REQUIREMENTS -> In the excerpt below on the timeliness of the Title VII wage claim, rewrite the passage beginning at the words "Snider sought to" and ending after "340 days later.", changing "District Court" to "trial court" each time it occurs.

EXCERPTED TEXT ->
______________________________

A. Timeliness Of Title VII Claim For Wage Discrimination

Snider sought to prove her Title VII claim, in part, by relying on the higher salary of another male deputy assessor, Jerome Witek. Mr. Witek made $12.00/ hour to Snider’s $11.07/hour. The District Court, however, held that Snider’s Title VII claim based on Witek’s wages was time-barred.

Section 2000e-5(e) of Title VII provides that a charge of discrimination must be filed within 300 days after the alleged unlawful employment practice occurred. 42 U.S.C. § 2000e-5(e). Failure to timely file the charge with the EEOC bars any subsequent civil rights suit in the courts. Terry v. Bridgeport Brass Company, 519 F.2d 806, 808 (7th Cir.1975). In this case, the District Court found that the 300 day time began to run on June 30, 1996, the day Mr. Witek left the employ of the Assessor’s office. Snider filed her charge with the EEOC on June 5, 1997, 340 days later.

______________________________

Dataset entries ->
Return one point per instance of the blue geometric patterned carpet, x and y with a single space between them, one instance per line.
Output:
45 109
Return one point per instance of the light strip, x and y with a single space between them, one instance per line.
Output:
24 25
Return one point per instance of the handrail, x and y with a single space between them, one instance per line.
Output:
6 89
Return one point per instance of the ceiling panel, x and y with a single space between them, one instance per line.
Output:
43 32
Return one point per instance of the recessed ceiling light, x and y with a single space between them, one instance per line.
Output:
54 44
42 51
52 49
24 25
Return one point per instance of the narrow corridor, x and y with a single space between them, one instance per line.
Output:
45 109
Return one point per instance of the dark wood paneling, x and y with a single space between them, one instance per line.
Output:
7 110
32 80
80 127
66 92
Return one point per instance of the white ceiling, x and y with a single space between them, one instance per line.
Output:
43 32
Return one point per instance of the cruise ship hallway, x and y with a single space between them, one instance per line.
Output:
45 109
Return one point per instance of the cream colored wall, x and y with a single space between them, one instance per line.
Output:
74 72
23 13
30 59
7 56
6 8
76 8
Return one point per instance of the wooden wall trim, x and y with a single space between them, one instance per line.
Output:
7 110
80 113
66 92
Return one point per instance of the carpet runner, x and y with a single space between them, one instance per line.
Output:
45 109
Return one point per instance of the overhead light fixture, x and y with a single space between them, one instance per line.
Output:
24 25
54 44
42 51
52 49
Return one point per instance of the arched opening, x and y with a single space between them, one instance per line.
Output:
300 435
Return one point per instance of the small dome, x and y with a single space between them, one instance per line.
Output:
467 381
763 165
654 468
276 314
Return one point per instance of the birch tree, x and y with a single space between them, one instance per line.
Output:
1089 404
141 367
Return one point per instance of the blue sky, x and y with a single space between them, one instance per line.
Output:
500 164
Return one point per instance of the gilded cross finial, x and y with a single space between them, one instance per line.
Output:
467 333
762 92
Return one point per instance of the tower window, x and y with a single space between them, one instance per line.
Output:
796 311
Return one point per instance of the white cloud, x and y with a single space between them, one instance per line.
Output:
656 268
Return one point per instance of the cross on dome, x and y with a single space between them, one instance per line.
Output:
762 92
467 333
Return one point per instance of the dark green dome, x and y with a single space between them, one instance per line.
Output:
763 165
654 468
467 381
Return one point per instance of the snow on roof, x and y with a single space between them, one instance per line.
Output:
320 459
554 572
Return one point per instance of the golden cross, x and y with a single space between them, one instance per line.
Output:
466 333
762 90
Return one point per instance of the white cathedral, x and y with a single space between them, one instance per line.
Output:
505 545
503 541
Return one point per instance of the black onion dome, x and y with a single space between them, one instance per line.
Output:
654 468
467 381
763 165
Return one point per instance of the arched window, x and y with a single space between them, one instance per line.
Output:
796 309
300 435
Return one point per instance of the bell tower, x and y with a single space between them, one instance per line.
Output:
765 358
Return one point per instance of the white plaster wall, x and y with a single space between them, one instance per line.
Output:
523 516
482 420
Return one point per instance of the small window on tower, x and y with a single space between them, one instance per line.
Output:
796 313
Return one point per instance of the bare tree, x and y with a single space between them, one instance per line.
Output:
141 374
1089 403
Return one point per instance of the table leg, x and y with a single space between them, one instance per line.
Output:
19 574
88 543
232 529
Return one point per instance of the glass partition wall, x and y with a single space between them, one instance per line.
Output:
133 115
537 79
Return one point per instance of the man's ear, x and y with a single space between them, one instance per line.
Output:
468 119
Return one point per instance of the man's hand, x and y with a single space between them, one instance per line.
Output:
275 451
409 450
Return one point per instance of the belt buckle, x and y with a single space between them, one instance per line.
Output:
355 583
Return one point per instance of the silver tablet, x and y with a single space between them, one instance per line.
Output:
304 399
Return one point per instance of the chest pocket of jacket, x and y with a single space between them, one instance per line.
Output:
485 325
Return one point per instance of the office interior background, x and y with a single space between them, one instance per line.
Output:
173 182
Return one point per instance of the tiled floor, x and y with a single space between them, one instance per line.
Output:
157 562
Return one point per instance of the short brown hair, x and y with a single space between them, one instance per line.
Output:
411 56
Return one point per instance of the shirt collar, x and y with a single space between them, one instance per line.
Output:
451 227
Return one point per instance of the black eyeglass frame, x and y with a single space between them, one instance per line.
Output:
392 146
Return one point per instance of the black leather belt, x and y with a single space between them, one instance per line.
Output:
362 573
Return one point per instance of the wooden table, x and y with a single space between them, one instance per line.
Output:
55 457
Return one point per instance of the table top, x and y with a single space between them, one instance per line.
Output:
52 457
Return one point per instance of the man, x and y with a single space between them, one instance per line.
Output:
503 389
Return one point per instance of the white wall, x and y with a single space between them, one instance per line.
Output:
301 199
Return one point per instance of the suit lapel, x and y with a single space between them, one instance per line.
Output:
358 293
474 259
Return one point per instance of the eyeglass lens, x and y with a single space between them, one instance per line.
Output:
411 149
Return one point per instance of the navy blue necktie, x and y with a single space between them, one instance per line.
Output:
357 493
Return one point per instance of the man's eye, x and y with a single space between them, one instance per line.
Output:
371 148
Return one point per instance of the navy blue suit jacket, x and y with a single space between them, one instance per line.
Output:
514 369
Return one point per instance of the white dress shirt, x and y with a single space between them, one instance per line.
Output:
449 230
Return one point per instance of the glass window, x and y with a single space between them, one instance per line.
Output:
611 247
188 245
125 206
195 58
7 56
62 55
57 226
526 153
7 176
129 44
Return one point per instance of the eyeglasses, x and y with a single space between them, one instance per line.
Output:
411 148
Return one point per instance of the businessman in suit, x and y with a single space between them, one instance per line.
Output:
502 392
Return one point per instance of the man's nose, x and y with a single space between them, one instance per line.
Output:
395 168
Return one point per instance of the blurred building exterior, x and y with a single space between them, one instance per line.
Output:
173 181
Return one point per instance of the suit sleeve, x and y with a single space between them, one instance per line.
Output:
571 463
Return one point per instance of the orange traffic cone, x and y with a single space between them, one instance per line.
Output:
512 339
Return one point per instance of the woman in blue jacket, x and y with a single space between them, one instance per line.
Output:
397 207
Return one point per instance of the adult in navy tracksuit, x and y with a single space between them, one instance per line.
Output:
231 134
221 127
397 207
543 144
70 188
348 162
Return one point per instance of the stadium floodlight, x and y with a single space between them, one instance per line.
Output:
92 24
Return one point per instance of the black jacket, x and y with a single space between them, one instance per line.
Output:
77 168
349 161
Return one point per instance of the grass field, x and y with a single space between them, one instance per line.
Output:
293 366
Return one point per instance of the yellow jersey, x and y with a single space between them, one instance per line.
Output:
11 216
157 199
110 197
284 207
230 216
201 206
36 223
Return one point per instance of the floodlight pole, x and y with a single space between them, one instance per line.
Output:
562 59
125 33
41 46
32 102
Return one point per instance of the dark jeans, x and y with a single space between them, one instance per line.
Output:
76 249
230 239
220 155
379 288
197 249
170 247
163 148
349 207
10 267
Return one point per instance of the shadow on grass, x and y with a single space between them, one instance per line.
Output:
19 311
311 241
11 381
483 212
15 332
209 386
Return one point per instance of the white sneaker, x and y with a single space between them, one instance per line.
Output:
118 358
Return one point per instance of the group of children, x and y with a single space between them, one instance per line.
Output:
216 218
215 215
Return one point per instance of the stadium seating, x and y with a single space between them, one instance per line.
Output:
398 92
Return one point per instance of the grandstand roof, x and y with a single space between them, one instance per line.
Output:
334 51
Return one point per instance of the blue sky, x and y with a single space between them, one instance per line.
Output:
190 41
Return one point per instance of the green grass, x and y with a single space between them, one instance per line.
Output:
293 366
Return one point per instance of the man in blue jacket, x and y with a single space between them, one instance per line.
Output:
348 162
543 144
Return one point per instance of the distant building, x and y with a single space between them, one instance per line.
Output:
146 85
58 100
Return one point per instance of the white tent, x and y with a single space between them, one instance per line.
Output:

______________________________

RESPONSE ->
Snider sought to prove her Title VII claim, in part, by relying on the higher salary of another male deputy assessor, Jerome Witek. Mr. Witek made $12.00/ hour to Snider’s $11.07/hour. The trial court, however, held that Snider’s Title VII claim based on Witek’s wages was time-barred.

Section 2000e-5(e) of Title VII provides that a charge of discrimination must be filed within 300 days after the alleged unlawful employment practice occurred. 42 U.S.C. § 2000e-5(e). Failure to timely file the charge with the EEOC bars any subsequent civil rights suit in the courts. Terry v. Bridgeport Brass Company, 519 F.2d 806, 808 (7th Cir.1975). In this case, the trial court found that the 300 day time began to run on June 30, 1996, the day Mr. Witek left the employ of the Assessor’s office. Snider filed her charge with the EEOC on June 5, 1997, 340 days later.